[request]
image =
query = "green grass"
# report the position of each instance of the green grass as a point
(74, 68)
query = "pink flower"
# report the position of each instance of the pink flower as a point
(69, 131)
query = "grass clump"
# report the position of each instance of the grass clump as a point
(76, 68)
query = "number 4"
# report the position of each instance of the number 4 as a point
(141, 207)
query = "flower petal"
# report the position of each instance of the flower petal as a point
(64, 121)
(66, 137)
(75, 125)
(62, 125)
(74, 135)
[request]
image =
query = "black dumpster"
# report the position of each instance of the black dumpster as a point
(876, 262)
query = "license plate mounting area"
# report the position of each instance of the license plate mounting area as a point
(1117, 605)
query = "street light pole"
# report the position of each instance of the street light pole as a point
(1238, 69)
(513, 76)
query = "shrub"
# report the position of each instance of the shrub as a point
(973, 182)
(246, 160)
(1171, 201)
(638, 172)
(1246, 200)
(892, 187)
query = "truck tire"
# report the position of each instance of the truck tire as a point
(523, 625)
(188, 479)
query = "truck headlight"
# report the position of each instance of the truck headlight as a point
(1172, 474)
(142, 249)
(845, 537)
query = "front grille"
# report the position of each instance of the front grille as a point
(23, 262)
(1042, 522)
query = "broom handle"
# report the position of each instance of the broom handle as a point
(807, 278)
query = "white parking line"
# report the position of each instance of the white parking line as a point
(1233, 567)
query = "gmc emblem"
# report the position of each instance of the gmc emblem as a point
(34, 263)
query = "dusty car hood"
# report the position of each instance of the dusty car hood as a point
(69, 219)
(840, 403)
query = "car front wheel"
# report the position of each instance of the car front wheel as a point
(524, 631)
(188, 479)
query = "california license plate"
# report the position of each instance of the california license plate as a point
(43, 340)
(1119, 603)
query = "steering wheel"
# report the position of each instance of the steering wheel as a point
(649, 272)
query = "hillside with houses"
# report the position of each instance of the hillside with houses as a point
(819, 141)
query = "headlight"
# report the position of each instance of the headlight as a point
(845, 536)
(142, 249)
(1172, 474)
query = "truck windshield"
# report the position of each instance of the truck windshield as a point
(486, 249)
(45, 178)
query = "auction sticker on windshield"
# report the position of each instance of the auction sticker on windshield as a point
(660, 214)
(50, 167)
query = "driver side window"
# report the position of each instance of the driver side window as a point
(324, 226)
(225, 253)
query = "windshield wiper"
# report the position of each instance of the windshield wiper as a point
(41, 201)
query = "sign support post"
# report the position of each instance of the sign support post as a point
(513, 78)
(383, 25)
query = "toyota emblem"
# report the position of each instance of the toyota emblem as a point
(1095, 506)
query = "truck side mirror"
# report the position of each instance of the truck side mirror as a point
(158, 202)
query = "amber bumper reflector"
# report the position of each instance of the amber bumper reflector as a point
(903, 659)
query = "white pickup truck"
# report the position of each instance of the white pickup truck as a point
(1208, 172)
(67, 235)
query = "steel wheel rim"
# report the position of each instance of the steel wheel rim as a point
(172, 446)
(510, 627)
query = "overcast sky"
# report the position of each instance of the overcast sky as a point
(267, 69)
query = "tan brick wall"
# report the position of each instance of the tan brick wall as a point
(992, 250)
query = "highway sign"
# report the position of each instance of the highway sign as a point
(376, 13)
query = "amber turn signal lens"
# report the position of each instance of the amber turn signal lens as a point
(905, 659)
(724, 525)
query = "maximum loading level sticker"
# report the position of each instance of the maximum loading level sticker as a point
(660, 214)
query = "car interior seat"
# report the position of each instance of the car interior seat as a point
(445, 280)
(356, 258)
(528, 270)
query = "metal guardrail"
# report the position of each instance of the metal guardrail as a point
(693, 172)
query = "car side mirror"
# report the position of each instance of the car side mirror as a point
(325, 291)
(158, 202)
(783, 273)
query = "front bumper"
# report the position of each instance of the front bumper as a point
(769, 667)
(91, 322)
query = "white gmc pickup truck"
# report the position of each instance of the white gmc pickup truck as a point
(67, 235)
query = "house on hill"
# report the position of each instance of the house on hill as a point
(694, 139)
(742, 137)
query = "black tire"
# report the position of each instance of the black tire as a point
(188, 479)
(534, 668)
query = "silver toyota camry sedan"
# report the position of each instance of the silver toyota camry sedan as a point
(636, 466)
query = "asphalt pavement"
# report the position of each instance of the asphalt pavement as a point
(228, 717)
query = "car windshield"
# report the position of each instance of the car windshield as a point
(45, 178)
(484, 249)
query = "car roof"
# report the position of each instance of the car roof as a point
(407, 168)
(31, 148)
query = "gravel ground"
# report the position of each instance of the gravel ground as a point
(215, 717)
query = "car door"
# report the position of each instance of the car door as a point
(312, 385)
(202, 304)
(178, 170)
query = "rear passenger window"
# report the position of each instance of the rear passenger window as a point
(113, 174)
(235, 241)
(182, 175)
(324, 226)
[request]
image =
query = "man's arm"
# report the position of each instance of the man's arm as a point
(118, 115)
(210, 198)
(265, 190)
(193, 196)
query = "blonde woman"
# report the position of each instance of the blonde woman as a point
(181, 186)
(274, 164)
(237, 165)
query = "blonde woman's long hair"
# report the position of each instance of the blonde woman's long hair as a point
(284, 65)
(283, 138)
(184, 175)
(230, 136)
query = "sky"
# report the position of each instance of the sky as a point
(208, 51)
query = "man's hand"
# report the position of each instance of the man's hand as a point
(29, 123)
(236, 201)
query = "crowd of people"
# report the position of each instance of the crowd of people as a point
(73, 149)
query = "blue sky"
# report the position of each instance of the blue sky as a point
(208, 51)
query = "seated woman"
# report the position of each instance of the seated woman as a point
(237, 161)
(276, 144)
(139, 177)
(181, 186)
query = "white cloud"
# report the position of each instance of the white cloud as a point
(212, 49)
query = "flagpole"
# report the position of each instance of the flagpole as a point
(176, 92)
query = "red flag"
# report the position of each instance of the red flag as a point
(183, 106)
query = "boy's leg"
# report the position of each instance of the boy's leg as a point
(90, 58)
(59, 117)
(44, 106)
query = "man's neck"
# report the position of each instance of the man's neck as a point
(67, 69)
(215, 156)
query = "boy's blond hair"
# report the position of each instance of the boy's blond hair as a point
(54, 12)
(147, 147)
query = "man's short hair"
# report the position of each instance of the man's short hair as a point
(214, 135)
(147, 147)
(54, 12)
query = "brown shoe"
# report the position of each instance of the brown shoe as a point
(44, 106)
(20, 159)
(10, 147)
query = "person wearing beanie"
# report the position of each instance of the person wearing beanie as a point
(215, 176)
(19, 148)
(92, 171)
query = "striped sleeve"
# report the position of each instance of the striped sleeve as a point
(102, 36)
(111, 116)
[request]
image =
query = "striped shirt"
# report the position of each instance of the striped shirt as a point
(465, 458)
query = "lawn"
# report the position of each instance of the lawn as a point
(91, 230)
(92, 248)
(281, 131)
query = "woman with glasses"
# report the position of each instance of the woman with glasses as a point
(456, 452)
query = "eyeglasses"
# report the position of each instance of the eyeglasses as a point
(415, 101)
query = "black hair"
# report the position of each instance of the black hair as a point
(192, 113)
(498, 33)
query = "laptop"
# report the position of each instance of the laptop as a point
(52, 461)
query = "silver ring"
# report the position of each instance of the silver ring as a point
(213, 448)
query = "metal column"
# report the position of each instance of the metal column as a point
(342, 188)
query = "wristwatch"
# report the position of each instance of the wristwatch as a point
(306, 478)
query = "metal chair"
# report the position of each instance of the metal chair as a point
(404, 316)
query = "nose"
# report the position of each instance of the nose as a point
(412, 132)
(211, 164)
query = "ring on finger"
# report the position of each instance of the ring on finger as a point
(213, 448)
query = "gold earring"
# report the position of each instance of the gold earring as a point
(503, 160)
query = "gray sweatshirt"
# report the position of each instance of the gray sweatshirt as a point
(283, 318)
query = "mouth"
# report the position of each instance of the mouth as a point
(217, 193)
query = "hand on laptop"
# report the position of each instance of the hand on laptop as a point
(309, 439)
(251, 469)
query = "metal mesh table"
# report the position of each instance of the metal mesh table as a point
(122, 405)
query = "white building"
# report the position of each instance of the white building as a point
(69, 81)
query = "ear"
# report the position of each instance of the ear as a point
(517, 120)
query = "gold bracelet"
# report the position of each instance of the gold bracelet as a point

Objective: Gather every line in the records above that contains the word "overcast".

Answer for this exercise:
query = "overcast sky"
# report the position of each instance of the overcast sky as a point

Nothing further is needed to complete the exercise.